- Extracted text:
BOOK THAT TOOK THE SHORTEST TIME TO READ:
Not sure which, but one of the Sookie Stackhouse books by Charlaine Harris I read in a day. Like the TV series, they’re fun and funny and campy and easy to read. It’s funny. Watching the series, I was team Bill, or maybe Alcide, but reading the books, I’m hard-core shipping Sookie and Eric Northman.
This is tough, but I think I’m gonna have to go with:
Tommy and Jodi from the A Love Story Trilogy by Christopher Moore
If the series had ended at Divergent, and there not been the aforementioned extenuating circumstances, I might be saying Tris and Four here (again, mostly because Theo James). And there was always Elizabeth Bennett and Mr. Darcy (ahh, Mr. Darcy…). But Christopher Moore’s characters have the most realistic relationship (despite the fact that they’re vampires). Tommy Flood is only 19 to Jodi’s 28, and very naive, but when he finally decides to man up, it’s pretty hot. Speaking of this series:
FAVORITE VAMPIRE SERIES:
Sorry, Sookie. I love the Love Story Trilogy (the actual titles are Bloodsucking Fiends: A Love Story, You Suck: A Love Story, and Bite Me: A Love Story). They are riotously funny, almost to the point of being a really good parody. But there’s still a coherent story, and while I was usually laughing out loud, I got a little teary-eyed on a few occasions, too.
FAVORITE TRUE CRIME BOOK:
The Devil in the White City by Erik Larson
While this one was more White City and less Devil than I would have liked, Larson made even the architecture stuff interesting. And while Ann Rule’s The Stranger Beside Me is probably one of the most unique true crime books there is (she started writing it even before she knew that the killer was her friend and former co-worker Ted Bundy), it often times felt a little disingenuous.

(Entries from a point annotation set)
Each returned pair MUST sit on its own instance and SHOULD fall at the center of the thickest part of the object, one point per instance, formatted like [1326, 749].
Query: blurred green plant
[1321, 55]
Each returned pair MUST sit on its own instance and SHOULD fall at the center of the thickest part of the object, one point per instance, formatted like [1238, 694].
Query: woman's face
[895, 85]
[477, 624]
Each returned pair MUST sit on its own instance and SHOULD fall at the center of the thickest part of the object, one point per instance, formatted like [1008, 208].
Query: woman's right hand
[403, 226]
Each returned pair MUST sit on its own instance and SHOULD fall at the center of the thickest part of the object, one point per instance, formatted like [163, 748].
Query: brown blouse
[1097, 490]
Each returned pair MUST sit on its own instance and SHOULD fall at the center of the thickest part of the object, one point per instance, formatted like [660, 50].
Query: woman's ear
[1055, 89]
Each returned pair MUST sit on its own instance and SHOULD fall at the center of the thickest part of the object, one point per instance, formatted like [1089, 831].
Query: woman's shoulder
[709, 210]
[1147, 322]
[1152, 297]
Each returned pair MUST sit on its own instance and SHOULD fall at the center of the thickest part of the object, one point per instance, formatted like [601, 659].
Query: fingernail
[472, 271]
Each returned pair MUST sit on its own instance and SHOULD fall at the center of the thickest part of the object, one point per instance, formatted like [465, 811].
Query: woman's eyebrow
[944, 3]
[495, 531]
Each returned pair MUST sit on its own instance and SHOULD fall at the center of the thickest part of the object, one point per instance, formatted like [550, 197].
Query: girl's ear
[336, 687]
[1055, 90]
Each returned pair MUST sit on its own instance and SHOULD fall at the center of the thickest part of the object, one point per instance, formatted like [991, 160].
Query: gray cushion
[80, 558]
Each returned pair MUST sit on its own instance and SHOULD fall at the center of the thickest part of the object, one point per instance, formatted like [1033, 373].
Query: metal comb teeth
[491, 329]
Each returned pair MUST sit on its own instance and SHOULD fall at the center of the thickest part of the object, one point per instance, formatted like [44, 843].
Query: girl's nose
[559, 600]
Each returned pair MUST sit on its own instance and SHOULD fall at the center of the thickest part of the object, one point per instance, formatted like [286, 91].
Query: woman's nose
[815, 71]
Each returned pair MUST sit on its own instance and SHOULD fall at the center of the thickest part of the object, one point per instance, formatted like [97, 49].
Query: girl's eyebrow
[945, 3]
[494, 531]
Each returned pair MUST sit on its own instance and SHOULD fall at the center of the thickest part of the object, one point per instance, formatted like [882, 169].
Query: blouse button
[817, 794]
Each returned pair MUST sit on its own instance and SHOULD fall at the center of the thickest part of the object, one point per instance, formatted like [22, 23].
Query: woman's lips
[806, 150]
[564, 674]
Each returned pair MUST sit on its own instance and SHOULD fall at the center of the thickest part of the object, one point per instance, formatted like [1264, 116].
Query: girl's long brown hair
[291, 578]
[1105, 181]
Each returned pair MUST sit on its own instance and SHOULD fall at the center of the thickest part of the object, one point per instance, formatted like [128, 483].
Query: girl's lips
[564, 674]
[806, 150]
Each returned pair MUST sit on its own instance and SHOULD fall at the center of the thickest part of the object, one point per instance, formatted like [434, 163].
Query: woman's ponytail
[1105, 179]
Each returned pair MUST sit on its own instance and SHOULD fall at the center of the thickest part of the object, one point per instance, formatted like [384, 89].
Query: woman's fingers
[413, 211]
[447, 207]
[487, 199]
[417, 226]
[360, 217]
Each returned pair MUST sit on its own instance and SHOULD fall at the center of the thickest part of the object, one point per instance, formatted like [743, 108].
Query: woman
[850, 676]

- Directives:
A – List every author whom the book commentary names as the writer of a book or series.
B – Answer these questions from the book commentary:
(i) What ages does it give for Tommy Flood and Jodi?
(ii) Which book does it name as the favorite true crime book?
(iii) Which pairing does the writer ship when reading the Sookie Stackhouse books?
Rely solely on the book commentary and not on the data.

- The solutions:
A –
Charlaine Harris
Christopher Moore
Erik Larson
Ann Rule

B –
(i) Tommy Flood is 19, and Jodi is 28.
(ii) The Devil in the White City by Erik Larson
(iii) Sookie and Eric Northman